Records contained in a dataset
»»
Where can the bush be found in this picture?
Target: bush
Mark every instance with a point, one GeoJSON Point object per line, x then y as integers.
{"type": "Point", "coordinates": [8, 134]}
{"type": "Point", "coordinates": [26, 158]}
««
» **WHAT TO PRODUCE**
Without altering a single word, reproduce the entries above.

» **FINAL ANSWER**
Where can the bush be found in this picture?
Target: bush
Mark every instance with a point, one GeoJSON Point object per line, x then y as integers.
{"type": "Point", "coordinates": [8, 134]}
{"type": "Point", "coordinates": [26, 158]}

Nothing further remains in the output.